● **ЗАДАНИЕ**
Перепишите все строки ниже, заменив «locate» на «detect» и больше ничего не меняя. Картинки в ответ не включайте.

● **ФРАГМЕНТ НАБОРА ДАННЫХ**
+++++

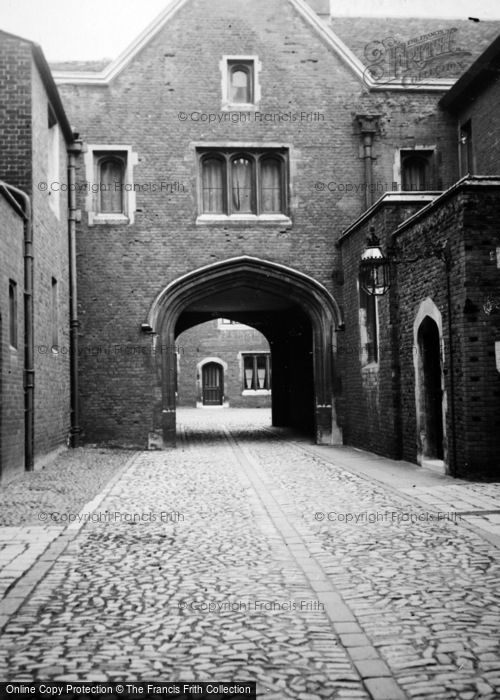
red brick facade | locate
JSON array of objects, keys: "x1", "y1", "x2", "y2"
[
  {"x1": 0, "y1": 33, "x2": 70, "y2": 476},
  {"x1": 0, "y1": 193, "x2": 24, "y2": 479}
]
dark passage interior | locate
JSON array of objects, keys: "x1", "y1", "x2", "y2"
[{"x1": 175, "y1": 284, "x2": 315, "y2": 436}]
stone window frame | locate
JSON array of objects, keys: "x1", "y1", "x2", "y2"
[
  {"x1": 195, "y1": 143, "x2": 292, "y2": 225},
  {"x1": 238, "y1": 350, "x2": 273, "y2": 396},
  {"x1": 84, "y1": 144, "x2": 138, "y2": 226},
  {"x1": 217, "y1": 318, "x2": 248, "y2": 331},
  {"x1": 393, "y1": 144, "x2": 439, "y2": 192},
  {"x1": 219, "y1": 54, "x2": 262, "y2": 112}
]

+++++

● **ПРАВИЛЬНЫЙ ОТВЕТ**
red brick facade | detect
JSON array of objects, keys: "x1", "y1", "x2", "y2"
[
  {"x1": 0, "y1": 33, "x2": 70, "y2": 476},
  {"x1": 0, "y1": 193, "x2": 24, "y2": 479}
]
dark passage interior | detect
JSON array of objects, keys: "x1", "y1", "x2", "y2"
[{"x1": 175, "y1": 284, "x2": 315, "y2": 436}]
stone window frame | detect
JSON array of objects, keys: "x1", "y1", "x2", "y2"
[
  {"x1": 195, "y1": 143, "x2": 292, "y2": 225},
  {"x1": 238, "y1": 350, "x2": 273, "y2": 396},
  {"x1": 84, "y1": 144, "x2": 138, "y2": 226},
  {"x1": 217, "y1": 318, "x2": 248, "y2": 331},
  {"x1": 393, "y1": 144, "x2": 439, "y2": 192},
  {"x1": 219, "y1": 54, "x2": 262, "y2": 112}
]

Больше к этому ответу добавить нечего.